■ DATASET CONTENT ■
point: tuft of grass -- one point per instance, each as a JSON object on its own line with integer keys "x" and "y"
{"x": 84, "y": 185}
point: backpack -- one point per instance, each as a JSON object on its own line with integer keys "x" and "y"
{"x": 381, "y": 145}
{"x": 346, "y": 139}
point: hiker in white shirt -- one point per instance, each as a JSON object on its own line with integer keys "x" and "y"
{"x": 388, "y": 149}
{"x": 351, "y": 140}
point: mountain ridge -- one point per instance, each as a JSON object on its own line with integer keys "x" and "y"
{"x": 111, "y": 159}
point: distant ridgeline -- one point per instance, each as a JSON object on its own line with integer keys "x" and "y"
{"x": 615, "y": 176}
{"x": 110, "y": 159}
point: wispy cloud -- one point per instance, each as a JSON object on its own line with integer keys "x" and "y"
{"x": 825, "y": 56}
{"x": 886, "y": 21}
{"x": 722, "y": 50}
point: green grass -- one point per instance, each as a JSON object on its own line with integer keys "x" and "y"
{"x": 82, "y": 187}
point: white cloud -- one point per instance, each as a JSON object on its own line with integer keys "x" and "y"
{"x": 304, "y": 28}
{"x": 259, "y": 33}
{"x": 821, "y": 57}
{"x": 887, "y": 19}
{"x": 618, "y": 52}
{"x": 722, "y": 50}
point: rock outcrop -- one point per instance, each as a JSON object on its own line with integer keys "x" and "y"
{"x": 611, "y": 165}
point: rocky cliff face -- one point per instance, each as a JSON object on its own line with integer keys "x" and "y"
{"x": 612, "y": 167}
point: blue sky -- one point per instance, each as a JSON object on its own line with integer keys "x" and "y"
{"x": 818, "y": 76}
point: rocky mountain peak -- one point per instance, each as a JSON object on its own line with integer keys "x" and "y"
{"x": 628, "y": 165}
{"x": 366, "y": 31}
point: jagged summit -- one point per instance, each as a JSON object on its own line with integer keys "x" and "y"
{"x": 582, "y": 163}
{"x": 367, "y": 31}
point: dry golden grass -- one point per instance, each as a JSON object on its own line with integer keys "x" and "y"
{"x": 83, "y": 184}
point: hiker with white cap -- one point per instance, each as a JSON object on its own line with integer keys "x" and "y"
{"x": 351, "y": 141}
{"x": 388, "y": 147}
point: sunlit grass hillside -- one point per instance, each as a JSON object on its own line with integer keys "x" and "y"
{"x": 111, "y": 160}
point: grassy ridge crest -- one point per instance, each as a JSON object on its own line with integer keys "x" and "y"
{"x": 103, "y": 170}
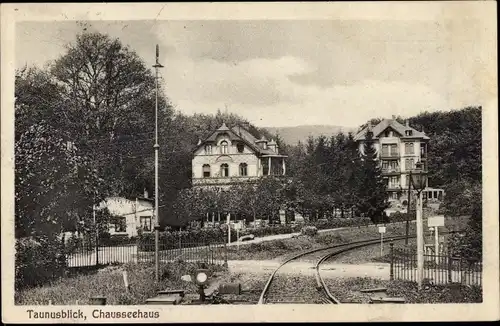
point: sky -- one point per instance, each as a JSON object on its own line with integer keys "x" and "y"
{"x": 279, "y": 73}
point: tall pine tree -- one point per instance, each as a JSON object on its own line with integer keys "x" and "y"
{"x": 372, "y": 188}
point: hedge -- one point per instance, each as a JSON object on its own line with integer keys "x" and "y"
{"x": 401, "y": 217}
{"x": 172, "y": 240}
{"x": 38, "y": 261}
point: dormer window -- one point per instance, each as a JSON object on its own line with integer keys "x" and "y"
{"x": 206, "y": 171}
{"x": 224, "y": 170}
{"x": 223, "y": 147}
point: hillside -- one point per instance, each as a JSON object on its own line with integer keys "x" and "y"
{"x": 291, "y": 135}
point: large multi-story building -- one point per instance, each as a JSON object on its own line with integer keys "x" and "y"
{"x": 232, "y": 155}
{"x": 399, "y": 147}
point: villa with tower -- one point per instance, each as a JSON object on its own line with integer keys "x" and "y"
{"x": 233, "y": 155}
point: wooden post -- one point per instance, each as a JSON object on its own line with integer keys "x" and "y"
{"x": 436, "y": 244}
{"x": 450, "y": 266}
{"x": 392, "y": 262}
{"x": 125, "y": 280}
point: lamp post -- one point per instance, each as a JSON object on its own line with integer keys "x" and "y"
{"x": 157, "y": 147}
{"x": 419, "y": 180}
{"x": 408, "y": 210}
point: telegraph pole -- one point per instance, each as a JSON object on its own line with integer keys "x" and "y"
{"x": 156, "y": 148}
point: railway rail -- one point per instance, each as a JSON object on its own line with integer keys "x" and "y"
{"x": 324, "y": 295}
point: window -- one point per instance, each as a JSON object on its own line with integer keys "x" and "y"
{"x": 385, "y": 150}
{"x": 223, "y": 147}
{"x": 206, "y": 171}
{"x": 224, "y": 170}
{"x": 409, "y": 148}
{"x": 145, "y": 223}
{"x": 393, "y": 182}
{"x": 409, "y": 164}
{"x": 394, "y": 150}
{"x": 243, "y": 169}
{"x": 121, "y": 224}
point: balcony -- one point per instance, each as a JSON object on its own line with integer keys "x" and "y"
{"x": 391, "y": 171}
{"x": 222, "y": 180}
{"x": 389, "y": 155}
{"x": 394, "y": 187}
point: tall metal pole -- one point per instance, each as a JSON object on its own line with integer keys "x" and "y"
{"x": 156, "y": 148}
{"x": 408, "y": 210}
{"x": 420, "y": 241}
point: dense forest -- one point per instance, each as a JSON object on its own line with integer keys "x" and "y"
{"x": 84, "y": 130}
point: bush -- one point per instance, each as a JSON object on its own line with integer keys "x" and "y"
{"x": 172, "y": 240}
{"x": 309, "y": 231}
{"x": 340, "y": 222}
{"x": 401, "y": 217}
{"x": 38, "y": 261}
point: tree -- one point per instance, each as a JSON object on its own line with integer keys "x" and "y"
{"x": 372, "y": 188}
{"x": 55, "y": 185}
{"x": 109, "y": 107}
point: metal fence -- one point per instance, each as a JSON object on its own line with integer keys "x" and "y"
{"x": 439, "y": 269}
{"x": 143, "y": 251}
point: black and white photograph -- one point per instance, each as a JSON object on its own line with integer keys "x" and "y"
{"x": 241, "y": 160}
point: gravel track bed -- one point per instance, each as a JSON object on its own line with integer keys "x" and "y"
{"x": 294, "y": 289}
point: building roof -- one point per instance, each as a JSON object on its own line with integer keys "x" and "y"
{"x": 240, "y": 133}
{"x": 391, "y": 123}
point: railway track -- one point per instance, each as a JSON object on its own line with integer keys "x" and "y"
{"x": 317, "y": 292}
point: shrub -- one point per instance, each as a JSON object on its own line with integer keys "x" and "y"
{"x": 340, "y": 222}
{"x": 172, "y": 240}
{"x": 309, "y": 231}
{"x": 401, "y": 217}
{"x": 38, "y": 261}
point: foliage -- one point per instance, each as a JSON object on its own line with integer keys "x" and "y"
{"x": 173, "y": 240}
{"x": 455, "y": 151}
{"x": 309, "y": 231}
{"x": 55, "y": 185}
{"x": 109, "y": 284}
{"x": 38, "y": 261}
{"x": 372, "y": 192}
{"x": 402, "y": 217}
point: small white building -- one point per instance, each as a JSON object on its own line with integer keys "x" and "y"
{"x": 132, "y": 214}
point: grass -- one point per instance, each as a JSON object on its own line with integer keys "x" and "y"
{"x": 280, "y": 249}
{"x": 347, "y": 290}
{"x": 108, "y": 283}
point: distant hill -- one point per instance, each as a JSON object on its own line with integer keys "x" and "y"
{"x": 291, "y": 135}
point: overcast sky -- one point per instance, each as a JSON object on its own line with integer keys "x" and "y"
{"x": 287, "y": 73}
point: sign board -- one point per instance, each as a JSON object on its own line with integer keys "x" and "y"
{"x": 435, "y": 221}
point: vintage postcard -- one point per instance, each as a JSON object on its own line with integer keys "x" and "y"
{"x": 249, "y": 162}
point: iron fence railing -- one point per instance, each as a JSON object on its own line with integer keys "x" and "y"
{"x": 144, "y": 252}
{"x": 439, "y": 269}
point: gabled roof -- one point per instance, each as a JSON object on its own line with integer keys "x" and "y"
{"x": 237, "y": 133}
{"x": 391, "y": 123}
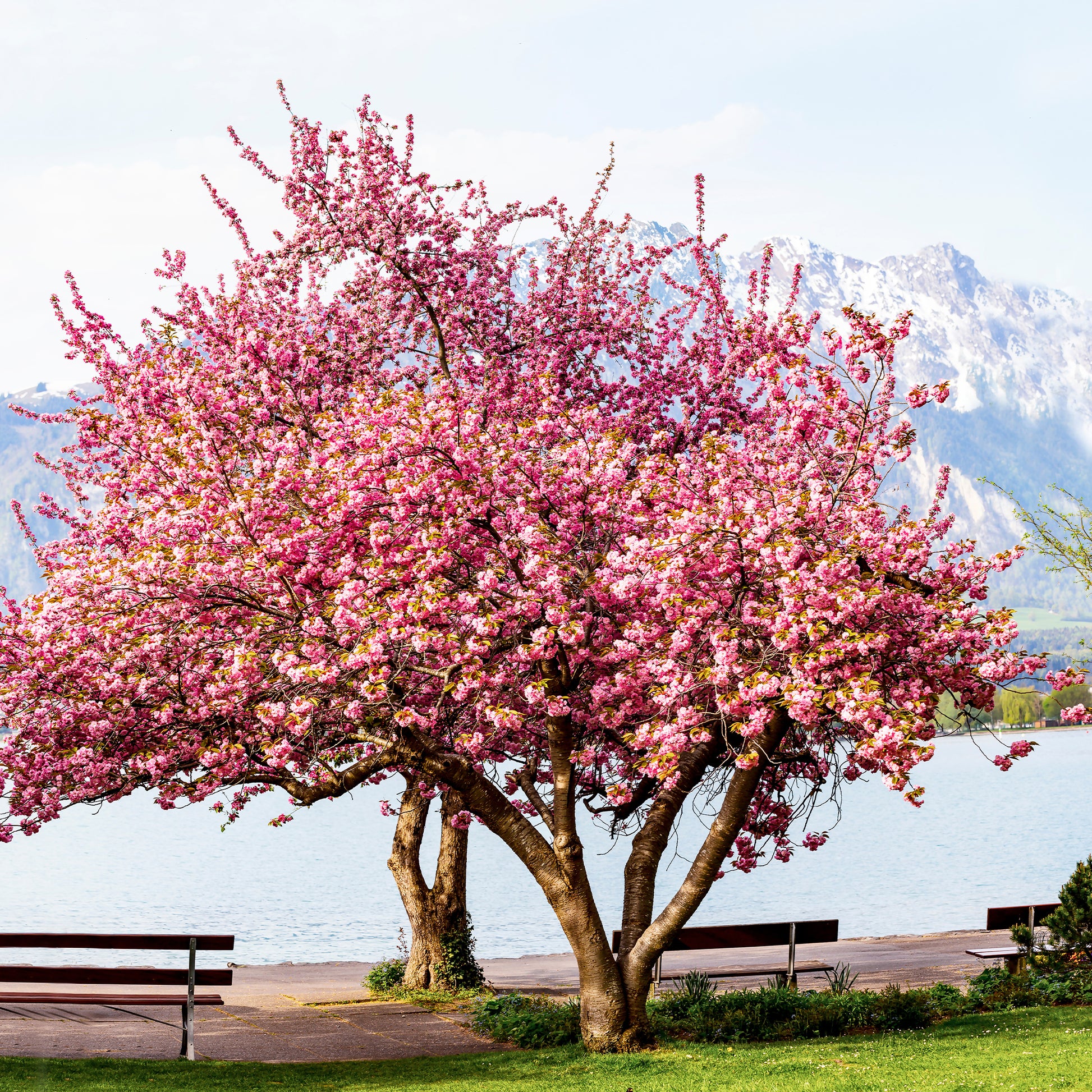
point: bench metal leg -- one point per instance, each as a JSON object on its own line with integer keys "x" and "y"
{"x": 187, "y": 1051}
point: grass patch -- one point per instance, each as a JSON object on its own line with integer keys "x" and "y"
{"x": 1026, "y": 1051}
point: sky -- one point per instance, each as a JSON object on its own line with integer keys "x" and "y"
{"x": 873, "y": 128}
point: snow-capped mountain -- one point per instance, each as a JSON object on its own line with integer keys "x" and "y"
{"x": 1020, "y": 365}
{"x": 1019, "y": 361}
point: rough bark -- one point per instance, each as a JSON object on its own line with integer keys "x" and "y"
{"x": 437, "y": 910}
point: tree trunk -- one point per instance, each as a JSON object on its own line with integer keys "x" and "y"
{"x": 614, "y": 994}
{"x": 437, "y": 910}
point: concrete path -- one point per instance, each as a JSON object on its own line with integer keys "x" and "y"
{"x": 320, "y": 1012}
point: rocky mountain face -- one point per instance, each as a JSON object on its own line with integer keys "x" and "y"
{"x": 1019, "y": 361}
{"x": 1020, "y": 365}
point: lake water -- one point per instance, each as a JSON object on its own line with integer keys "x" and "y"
{"x": 319, "y": 889}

■ TO DO ■
Repeat exactly the lines above, starting with the line that contains "point: grass patch" and ending with the last line, both included, and nothing else.

■ RESPONSE TO THE EXERCISE ■
point: grass patch -- one point per instance, each as a JSON object on its own line with integer keys "x" and "y"
{"x": 1026, "y": 1051}
point: sky -- one point per instance, each as a JSON object on its own line with integer keys "x" and "y"
{"x": 873, "y": 128}
point: snow-capped mountain -- one point per instance, each as a JSON object on its own line with integer keys "x" and "y"
{"x": 1020, "y": 365}
{"x": 1019, "y": 361}
point: rough bark -- one point per instance, each as a JSON object on its own line with integer keys "x" and "y"
{"x": 437, "y": 910}
point: tree trunk -- one point per instance, each as a JSON object on its own line with integer keys "x" and "y"
{"x": 614, "y": 994}
{"x": 437, "y": 910}
point: concrete path -- one point per instance, each as a JSON object on its own line with integer keys "x" and "y"
{"x": 320, "y": 1012}
point: rocky mountain face -- one point per instance, each as a JSON object on its own line with integer keys "x" and "y"
{"x": 1019, "y": 361}
{"x": 1020, "y": 365}
point: lake water -- one point per instance, each as a JSON object on its own line with integer keys "x" and "y"
{"x": 319, "y": 889}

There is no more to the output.